Records to use>
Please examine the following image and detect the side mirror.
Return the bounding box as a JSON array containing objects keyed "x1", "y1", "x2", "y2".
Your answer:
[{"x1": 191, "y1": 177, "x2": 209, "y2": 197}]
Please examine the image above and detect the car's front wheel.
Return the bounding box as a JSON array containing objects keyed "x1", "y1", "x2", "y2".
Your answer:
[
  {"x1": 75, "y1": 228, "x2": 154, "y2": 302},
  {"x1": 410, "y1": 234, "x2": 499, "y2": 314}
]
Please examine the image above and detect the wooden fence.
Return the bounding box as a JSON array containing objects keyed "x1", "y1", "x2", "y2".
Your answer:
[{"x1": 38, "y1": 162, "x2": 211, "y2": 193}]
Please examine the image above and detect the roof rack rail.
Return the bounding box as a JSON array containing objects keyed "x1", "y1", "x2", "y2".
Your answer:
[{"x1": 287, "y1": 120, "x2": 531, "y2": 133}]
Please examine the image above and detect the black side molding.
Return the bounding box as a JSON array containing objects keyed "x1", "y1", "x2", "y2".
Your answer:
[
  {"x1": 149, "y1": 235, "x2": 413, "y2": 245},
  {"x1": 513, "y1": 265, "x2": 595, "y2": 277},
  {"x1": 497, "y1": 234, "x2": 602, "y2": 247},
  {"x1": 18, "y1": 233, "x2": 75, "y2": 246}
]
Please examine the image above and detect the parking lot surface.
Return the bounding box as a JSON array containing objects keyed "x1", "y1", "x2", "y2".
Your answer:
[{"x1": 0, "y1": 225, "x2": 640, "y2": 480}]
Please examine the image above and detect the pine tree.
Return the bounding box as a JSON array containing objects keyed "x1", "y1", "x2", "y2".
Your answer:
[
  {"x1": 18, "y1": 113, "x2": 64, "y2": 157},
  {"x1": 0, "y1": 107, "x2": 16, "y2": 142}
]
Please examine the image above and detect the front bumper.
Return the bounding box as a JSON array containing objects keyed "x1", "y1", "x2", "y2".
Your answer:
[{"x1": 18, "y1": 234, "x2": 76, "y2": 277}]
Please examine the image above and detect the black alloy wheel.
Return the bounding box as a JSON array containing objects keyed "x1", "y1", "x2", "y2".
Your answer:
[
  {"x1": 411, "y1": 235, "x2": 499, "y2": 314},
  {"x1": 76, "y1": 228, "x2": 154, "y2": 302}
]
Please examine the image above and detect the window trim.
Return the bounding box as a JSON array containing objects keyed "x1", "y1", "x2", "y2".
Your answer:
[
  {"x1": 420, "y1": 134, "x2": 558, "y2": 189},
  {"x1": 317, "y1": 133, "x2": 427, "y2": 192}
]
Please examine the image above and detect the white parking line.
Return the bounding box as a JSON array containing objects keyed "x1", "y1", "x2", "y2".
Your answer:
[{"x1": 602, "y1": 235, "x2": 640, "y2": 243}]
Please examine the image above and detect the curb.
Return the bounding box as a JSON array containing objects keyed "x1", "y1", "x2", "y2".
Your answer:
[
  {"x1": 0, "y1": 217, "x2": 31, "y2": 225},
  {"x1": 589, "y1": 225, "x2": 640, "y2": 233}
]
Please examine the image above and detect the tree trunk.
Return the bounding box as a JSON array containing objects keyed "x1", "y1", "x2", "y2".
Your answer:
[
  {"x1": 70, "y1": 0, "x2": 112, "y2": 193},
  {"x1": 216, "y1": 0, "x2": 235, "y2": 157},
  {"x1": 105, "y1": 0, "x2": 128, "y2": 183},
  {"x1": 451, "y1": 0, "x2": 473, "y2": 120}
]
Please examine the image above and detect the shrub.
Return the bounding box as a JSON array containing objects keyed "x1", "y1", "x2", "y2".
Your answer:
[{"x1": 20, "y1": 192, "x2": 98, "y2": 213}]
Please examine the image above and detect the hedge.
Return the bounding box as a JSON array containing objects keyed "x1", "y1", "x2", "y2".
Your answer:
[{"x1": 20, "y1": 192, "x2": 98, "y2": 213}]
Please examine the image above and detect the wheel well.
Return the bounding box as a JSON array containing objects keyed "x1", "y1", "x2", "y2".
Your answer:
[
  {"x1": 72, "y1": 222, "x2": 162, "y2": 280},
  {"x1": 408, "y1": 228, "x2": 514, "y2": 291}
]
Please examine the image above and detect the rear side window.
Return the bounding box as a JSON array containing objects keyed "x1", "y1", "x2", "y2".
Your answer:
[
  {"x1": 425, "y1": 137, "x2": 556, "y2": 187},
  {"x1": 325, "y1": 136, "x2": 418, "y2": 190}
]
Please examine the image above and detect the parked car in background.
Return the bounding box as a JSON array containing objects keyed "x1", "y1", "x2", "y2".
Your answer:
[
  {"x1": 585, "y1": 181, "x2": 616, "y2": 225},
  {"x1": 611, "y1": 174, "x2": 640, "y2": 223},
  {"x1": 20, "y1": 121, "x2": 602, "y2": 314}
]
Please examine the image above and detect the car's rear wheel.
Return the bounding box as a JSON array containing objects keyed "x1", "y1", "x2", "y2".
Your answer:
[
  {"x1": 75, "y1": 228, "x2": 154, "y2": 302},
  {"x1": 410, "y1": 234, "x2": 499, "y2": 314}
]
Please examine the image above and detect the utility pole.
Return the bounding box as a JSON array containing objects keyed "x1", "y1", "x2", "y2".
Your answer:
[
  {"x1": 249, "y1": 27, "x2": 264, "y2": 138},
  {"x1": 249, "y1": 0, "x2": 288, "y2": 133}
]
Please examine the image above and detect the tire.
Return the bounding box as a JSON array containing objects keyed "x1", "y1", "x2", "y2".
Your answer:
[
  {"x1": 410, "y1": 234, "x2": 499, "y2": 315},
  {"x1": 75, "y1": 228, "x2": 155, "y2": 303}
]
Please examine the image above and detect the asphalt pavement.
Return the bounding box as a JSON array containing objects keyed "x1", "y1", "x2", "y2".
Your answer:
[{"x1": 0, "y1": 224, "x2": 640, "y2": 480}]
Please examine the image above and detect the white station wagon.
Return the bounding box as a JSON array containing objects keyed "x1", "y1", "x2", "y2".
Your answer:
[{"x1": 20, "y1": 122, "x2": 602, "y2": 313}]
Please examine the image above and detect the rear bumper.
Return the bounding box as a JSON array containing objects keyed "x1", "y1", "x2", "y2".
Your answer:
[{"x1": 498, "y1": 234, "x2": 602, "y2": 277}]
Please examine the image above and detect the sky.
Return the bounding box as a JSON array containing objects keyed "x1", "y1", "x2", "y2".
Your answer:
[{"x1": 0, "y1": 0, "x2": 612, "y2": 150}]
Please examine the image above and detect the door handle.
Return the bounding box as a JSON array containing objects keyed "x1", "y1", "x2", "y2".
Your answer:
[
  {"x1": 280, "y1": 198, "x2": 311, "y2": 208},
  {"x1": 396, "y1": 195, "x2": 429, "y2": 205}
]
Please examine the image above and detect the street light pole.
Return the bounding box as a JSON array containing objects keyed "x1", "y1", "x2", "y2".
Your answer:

Requirements> Rewrite the stretch from "Please examine the image above and detect the street" through the end of the entries, substituting "utility pole" for "street light pole" and leaving everything else as it stands.

Final result>
Please examine the image above and detect the utility pole.
Return the bounding box as a JSON array containing objects keyed "x1", "y1", "x2", "y2".
Your answer:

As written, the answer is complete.